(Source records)
-=-=-=-=-
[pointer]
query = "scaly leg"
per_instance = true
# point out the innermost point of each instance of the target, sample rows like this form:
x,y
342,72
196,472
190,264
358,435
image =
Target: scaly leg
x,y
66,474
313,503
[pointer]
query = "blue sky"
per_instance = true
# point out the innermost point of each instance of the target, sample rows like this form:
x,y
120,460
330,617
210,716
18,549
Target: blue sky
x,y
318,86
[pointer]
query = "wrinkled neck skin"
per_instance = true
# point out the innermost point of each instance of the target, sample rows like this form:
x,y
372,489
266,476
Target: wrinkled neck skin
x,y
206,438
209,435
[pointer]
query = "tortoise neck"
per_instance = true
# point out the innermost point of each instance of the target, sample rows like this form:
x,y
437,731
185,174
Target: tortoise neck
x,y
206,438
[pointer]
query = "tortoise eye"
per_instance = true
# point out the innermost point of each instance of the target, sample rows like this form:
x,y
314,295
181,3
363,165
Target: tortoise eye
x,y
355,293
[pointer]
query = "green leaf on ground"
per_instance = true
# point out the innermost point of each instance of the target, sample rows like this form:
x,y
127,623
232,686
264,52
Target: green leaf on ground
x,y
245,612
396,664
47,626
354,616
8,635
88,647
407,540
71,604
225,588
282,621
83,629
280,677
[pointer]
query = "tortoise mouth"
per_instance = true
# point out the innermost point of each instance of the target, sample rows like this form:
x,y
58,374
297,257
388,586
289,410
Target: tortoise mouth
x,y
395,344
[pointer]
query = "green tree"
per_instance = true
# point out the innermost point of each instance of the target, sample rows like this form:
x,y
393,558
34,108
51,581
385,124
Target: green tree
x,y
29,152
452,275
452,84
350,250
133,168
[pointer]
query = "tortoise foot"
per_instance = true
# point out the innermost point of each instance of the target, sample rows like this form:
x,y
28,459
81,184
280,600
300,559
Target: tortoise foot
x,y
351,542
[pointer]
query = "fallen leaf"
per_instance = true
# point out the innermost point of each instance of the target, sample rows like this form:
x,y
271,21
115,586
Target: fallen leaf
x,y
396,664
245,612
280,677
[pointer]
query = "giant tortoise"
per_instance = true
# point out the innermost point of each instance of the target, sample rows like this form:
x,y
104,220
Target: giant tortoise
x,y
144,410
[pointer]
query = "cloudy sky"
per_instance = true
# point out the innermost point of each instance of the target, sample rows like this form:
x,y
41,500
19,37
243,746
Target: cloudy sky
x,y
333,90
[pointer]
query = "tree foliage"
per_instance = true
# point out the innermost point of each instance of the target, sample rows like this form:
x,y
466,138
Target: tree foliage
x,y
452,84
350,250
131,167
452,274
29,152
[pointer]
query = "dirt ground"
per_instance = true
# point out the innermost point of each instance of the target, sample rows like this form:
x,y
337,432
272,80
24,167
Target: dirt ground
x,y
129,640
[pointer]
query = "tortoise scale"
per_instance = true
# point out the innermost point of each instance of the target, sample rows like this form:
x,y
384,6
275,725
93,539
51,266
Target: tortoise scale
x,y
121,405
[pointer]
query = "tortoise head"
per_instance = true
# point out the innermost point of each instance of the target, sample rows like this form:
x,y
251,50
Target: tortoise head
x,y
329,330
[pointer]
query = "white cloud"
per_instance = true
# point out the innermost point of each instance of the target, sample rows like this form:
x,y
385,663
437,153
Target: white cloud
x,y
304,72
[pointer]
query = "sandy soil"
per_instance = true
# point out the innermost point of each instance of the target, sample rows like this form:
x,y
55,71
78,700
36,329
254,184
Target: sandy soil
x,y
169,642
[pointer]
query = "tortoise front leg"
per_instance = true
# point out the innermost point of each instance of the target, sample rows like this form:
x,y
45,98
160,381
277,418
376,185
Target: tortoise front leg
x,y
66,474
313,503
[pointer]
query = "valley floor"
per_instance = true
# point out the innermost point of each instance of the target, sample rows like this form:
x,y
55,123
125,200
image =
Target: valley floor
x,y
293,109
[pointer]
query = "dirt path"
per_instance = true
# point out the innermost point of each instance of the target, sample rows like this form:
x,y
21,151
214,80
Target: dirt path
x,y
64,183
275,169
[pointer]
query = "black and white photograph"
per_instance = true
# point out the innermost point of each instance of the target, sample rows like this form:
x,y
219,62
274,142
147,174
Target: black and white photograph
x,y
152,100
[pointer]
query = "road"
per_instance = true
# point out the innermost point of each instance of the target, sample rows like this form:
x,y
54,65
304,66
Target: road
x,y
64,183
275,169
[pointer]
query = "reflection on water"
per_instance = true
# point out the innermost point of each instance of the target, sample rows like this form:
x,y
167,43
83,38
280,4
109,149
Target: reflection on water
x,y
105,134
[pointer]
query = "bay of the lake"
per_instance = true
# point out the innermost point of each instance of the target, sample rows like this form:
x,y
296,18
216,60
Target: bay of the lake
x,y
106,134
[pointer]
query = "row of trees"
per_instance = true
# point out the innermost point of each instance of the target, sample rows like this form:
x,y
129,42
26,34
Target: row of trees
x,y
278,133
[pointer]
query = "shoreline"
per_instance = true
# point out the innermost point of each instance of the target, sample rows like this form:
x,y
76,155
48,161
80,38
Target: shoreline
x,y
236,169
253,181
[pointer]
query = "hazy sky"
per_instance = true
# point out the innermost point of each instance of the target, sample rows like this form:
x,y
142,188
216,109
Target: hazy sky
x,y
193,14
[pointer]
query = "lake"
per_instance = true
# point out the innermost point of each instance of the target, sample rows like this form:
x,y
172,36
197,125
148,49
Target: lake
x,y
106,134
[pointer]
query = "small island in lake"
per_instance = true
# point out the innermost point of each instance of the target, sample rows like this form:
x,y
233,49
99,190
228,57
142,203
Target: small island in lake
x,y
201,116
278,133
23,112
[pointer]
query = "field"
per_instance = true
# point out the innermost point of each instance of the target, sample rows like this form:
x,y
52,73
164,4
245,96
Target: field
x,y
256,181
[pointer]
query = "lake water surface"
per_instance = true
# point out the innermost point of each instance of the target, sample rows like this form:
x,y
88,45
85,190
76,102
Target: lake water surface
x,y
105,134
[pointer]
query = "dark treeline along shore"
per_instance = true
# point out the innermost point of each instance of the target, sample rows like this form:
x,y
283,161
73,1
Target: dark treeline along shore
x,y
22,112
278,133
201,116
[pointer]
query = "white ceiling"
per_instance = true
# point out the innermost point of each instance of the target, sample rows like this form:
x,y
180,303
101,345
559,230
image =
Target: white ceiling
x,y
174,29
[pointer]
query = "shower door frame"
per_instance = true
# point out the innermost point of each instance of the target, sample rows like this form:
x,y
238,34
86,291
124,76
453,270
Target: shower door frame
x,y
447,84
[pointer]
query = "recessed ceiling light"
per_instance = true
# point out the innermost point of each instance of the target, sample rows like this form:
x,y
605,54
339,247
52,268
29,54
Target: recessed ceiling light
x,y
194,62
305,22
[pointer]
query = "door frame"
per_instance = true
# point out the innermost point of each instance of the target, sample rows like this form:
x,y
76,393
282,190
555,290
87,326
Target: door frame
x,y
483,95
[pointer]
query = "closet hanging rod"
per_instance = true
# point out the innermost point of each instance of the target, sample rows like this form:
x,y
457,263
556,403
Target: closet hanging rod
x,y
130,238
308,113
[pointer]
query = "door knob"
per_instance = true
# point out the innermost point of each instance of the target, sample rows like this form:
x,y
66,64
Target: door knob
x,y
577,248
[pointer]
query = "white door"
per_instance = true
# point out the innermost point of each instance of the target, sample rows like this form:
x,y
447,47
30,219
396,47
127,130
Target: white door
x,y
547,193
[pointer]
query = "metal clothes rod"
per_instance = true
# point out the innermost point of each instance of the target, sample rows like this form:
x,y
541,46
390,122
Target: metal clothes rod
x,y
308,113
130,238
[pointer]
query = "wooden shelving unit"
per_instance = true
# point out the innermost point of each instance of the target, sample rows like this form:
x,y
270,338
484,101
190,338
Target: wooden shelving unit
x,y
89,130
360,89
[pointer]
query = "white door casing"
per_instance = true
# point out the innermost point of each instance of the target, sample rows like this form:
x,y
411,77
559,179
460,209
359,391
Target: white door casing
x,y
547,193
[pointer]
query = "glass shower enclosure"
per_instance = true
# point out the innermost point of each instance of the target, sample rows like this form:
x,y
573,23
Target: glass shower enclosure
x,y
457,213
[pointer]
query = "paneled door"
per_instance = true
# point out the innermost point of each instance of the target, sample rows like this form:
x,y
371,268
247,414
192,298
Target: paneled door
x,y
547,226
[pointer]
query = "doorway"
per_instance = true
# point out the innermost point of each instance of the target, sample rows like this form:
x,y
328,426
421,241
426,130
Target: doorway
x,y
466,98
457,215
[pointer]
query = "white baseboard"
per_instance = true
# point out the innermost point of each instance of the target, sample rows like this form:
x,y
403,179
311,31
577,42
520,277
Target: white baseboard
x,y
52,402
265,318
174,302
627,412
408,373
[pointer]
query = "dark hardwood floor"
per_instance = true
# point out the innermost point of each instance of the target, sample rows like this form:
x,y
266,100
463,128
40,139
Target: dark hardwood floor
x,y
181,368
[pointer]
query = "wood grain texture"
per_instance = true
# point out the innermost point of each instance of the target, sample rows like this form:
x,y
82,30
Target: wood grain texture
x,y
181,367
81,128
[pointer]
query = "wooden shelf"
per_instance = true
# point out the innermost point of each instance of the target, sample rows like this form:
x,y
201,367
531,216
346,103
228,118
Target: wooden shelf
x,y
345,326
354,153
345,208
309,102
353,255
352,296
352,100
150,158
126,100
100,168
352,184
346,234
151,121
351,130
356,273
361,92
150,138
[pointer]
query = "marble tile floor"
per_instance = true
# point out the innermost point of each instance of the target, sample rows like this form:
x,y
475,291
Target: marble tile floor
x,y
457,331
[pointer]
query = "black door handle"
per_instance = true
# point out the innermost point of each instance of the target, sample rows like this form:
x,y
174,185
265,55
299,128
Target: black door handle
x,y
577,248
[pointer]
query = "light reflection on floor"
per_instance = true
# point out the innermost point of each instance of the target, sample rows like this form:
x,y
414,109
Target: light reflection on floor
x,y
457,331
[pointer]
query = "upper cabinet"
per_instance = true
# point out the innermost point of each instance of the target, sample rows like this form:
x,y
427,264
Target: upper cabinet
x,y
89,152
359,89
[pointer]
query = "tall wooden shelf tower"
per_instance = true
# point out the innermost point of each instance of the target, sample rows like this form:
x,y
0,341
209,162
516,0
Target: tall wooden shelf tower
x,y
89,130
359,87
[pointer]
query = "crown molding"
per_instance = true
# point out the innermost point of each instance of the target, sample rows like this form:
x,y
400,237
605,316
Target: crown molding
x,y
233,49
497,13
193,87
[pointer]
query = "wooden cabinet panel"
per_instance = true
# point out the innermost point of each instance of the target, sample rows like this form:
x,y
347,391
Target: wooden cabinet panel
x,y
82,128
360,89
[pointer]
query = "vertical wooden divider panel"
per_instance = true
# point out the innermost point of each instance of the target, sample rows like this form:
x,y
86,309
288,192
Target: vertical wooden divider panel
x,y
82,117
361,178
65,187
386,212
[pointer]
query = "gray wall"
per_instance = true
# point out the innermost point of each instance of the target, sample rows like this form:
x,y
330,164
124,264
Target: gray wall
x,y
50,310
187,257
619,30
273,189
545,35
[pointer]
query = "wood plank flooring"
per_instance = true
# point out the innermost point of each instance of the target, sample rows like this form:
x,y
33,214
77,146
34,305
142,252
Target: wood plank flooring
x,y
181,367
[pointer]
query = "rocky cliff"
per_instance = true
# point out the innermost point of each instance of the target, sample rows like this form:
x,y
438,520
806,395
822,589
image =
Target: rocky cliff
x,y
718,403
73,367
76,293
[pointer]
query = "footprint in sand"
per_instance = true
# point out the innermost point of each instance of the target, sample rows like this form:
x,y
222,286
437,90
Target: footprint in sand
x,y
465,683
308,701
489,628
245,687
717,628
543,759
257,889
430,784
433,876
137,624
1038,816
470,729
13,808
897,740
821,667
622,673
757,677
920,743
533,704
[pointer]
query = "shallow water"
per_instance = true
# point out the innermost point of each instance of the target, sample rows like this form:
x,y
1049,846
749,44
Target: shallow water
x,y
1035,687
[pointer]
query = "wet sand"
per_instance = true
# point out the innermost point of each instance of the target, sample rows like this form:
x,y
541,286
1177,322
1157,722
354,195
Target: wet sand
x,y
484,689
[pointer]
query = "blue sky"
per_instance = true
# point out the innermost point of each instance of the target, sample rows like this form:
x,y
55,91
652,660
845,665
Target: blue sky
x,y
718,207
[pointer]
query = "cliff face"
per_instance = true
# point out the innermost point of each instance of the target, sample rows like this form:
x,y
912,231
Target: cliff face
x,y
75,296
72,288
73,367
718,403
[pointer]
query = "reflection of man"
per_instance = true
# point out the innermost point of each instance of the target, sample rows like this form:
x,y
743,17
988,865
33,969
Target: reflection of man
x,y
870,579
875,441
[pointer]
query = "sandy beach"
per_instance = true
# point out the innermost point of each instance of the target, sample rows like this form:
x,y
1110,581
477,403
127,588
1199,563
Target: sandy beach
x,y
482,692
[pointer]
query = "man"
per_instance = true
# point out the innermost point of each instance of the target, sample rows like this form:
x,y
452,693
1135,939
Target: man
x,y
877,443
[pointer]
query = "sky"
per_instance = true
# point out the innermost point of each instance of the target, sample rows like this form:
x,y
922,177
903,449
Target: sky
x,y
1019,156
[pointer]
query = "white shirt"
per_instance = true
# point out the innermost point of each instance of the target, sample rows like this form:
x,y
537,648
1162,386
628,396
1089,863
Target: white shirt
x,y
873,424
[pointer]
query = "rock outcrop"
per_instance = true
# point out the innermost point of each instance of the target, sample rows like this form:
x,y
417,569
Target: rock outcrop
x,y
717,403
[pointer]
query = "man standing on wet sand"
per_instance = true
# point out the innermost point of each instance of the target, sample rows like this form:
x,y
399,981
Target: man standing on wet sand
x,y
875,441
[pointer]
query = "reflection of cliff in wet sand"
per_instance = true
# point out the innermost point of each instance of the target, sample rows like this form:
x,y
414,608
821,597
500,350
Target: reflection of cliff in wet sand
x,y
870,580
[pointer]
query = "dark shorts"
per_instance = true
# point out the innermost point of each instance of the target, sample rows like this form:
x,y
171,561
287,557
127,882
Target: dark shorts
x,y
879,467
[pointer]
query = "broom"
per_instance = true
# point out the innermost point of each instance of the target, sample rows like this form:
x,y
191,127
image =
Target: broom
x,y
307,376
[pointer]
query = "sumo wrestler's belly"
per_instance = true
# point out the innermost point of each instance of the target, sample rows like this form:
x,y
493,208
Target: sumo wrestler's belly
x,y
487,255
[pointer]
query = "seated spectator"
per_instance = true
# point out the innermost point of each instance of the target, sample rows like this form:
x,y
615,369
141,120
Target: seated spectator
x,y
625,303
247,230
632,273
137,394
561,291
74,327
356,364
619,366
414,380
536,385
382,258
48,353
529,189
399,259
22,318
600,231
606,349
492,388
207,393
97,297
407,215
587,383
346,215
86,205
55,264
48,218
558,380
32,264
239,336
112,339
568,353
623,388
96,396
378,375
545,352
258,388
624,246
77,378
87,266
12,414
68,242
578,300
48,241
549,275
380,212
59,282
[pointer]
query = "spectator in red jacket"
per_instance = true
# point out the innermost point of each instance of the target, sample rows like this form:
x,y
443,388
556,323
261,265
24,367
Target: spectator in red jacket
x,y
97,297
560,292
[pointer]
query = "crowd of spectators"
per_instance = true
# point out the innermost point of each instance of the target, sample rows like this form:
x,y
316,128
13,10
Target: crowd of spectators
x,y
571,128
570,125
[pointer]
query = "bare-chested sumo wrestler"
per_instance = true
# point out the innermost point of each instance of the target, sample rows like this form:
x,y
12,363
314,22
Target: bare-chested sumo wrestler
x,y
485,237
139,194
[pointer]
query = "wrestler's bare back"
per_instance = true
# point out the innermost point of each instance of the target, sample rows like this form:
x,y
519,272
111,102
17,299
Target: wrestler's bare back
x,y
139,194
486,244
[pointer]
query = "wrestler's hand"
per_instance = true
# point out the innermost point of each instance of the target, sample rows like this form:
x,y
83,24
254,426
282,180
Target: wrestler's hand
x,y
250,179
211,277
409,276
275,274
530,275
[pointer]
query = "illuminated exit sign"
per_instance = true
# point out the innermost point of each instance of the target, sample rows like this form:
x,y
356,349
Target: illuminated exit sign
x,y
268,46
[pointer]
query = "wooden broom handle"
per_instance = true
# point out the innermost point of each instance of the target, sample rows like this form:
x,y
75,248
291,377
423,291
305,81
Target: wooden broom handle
-=-=-=-=-
- What is expected -
Count the lines in the listing above that contain the string "casing", treating uppercase and lowercase as different. Reply with the number alone.

- Reply to the task -
2